▸ **WHAT NEEDS TO BE DONE**: How many of the lines below contain the string "parking"? Reply with the number only.
-- begin MATERIAL --
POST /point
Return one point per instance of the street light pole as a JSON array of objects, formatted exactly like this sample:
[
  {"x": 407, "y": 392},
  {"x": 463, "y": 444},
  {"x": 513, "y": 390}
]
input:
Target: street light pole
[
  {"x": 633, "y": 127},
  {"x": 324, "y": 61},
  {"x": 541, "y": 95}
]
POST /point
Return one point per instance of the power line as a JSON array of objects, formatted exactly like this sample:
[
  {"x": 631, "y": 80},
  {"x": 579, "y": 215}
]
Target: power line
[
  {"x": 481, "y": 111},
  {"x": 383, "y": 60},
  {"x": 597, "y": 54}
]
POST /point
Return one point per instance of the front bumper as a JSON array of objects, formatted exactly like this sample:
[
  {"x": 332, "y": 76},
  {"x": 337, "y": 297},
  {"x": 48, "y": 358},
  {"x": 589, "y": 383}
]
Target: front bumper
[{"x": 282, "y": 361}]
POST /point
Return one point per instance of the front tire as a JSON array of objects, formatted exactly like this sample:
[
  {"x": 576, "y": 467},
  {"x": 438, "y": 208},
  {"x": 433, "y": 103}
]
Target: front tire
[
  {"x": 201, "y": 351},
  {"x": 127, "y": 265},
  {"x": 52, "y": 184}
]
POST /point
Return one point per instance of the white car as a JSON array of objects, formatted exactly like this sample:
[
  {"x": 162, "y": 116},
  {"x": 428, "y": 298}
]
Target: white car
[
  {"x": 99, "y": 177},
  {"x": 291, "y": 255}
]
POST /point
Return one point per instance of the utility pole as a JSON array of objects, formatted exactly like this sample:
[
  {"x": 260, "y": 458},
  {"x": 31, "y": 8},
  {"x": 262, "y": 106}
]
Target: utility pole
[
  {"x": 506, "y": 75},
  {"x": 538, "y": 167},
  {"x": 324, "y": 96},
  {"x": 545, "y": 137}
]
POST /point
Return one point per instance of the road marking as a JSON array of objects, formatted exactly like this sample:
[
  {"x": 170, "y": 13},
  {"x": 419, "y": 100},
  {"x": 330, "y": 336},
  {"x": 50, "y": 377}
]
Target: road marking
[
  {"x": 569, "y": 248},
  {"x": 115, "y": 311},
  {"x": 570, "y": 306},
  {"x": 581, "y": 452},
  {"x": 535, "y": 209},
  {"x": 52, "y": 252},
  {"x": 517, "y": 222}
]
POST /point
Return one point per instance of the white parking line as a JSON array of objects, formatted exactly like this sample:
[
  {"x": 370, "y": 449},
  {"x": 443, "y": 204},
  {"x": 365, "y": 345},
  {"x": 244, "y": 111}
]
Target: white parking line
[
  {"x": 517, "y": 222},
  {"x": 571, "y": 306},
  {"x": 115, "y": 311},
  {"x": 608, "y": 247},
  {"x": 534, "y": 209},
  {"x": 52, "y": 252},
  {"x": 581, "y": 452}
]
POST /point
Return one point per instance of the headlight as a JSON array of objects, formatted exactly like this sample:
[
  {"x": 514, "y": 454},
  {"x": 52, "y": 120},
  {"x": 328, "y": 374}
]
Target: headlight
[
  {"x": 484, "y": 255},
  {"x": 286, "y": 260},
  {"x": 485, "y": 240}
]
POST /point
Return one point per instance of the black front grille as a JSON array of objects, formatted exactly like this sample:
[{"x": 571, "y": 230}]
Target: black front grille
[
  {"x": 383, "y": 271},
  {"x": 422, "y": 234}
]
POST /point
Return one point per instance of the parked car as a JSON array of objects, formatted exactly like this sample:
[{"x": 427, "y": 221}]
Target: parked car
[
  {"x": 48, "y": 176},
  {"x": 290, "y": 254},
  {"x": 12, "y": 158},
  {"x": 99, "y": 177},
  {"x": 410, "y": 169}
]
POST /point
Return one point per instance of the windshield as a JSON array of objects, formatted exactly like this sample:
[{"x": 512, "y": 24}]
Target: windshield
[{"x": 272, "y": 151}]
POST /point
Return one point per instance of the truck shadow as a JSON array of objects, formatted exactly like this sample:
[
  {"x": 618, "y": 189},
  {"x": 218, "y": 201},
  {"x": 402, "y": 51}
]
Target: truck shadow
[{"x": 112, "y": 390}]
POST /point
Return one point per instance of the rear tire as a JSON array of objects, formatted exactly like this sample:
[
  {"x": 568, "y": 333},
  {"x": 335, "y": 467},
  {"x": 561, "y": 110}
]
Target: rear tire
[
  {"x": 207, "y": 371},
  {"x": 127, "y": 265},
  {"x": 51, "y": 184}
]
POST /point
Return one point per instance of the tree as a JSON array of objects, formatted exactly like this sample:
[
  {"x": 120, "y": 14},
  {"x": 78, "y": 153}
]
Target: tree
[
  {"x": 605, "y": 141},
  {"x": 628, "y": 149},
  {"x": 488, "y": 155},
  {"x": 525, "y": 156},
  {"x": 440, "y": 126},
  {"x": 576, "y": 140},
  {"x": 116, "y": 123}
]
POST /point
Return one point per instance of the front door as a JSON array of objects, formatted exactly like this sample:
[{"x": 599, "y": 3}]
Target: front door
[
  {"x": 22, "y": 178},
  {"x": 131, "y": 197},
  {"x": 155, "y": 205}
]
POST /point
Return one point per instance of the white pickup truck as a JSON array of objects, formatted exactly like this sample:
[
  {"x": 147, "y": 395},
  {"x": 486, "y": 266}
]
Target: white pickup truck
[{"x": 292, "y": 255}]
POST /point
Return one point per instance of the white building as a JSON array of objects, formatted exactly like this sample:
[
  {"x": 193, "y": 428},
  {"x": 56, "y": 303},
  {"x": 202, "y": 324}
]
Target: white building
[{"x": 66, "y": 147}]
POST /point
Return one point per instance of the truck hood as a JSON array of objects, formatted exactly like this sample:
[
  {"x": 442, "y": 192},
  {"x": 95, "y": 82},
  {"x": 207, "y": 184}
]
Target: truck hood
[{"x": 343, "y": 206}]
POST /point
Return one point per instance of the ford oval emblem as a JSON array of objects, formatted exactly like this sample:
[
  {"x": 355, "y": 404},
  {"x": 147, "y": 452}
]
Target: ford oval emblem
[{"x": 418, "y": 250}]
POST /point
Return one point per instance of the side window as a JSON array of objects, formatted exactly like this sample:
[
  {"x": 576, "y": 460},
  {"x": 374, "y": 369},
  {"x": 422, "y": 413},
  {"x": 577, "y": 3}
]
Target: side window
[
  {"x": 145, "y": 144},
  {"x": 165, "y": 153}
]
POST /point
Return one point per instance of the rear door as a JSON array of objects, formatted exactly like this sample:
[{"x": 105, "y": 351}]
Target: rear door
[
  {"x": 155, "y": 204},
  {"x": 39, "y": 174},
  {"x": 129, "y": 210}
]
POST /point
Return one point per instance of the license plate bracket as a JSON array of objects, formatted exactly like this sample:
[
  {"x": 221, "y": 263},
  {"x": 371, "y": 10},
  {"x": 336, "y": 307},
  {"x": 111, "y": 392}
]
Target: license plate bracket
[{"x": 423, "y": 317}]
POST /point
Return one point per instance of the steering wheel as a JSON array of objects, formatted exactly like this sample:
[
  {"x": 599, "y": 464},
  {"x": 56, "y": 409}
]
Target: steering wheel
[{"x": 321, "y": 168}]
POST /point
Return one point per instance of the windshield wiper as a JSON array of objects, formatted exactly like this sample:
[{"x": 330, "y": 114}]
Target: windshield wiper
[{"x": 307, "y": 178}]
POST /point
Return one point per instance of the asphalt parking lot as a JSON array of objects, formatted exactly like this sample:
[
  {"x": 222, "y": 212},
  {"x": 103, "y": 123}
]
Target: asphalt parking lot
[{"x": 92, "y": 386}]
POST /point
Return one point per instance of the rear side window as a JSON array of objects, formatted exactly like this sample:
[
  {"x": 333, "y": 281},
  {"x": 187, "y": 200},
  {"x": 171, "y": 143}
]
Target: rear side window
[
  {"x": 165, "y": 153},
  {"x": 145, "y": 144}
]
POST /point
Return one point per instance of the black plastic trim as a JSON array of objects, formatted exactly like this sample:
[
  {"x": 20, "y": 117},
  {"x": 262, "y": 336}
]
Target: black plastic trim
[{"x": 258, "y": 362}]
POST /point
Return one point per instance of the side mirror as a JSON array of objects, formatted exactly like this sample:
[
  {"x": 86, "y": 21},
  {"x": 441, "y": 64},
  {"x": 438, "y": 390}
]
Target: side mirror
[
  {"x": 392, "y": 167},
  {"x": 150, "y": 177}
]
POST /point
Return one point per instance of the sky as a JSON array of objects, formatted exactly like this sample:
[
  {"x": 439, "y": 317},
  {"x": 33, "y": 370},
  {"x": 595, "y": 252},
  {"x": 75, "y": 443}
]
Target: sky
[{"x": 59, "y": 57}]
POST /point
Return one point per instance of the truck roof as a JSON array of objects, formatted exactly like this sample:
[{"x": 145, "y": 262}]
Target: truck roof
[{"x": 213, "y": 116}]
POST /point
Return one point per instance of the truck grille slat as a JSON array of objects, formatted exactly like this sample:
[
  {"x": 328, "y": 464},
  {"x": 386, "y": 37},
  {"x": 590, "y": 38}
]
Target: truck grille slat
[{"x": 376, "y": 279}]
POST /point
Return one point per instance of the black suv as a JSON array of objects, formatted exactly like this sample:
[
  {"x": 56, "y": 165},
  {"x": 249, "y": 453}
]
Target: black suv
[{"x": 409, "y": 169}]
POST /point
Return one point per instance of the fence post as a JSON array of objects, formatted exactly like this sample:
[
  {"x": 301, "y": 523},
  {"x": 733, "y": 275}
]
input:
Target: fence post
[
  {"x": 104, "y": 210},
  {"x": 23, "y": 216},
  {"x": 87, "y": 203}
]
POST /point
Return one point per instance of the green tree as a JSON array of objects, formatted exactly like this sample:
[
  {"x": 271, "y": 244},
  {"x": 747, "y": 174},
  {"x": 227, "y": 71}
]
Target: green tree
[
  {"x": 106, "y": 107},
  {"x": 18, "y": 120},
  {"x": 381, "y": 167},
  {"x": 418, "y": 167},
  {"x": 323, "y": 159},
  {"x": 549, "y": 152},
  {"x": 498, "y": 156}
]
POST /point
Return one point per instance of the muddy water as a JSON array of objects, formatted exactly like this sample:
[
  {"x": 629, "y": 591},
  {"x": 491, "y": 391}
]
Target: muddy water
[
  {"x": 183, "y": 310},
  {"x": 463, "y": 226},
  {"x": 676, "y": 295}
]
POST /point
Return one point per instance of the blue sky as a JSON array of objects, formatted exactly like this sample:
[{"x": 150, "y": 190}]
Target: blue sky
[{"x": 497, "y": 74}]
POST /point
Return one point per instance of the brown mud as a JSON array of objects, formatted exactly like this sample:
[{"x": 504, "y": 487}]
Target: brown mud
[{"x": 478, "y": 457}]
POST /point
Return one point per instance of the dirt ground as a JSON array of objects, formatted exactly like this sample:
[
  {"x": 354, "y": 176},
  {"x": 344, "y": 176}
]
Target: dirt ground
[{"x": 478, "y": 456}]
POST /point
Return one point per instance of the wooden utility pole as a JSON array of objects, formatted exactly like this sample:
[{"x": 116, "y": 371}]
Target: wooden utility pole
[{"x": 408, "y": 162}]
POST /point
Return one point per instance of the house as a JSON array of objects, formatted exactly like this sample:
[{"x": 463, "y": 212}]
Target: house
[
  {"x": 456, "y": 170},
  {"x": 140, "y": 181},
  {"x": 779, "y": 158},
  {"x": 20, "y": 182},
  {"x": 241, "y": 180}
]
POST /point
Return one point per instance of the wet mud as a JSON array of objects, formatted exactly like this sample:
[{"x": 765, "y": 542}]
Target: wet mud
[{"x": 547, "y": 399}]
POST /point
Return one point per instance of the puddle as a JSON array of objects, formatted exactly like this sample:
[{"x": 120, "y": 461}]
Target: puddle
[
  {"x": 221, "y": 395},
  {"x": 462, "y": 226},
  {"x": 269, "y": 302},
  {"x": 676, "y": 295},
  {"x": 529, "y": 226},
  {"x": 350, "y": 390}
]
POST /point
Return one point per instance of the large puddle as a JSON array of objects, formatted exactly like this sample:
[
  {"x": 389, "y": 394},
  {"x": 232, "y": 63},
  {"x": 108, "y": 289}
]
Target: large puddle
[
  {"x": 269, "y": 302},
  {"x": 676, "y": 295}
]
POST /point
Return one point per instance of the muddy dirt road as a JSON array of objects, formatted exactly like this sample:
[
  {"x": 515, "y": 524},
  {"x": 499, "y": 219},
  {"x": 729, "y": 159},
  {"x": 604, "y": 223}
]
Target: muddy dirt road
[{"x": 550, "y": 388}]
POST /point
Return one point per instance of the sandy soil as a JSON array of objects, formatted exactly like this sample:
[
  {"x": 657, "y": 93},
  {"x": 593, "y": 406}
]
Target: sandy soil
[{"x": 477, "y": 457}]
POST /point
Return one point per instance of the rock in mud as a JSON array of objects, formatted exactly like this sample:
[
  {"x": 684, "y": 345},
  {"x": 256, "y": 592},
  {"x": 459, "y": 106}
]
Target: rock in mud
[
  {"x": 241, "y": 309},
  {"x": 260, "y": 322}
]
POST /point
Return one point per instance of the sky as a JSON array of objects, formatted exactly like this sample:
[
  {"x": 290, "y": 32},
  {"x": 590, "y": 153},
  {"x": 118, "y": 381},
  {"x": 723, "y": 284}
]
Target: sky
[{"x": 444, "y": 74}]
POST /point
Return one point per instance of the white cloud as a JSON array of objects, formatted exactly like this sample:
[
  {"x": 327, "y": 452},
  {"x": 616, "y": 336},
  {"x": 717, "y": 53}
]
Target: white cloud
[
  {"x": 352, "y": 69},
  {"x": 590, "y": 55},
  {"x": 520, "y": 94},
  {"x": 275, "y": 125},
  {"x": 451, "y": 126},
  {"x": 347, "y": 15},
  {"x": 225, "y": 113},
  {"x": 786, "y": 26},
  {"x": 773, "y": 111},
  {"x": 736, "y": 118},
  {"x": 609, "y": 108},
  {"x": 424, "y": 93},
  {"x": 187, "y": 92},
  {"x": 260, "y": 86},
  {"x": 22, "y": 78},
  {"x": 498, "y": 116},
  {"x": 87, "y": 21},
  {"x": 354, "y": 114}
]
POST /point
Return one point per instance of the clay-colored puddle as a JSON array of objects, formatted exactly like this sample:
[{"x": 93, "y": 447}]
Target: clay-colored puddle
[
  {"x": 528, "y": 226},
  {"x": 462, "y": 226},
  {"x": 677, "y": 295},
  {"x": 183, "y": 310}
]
-- end MATERIAL --
▸ **SOLUTION TO THIS PROBLEM**: 4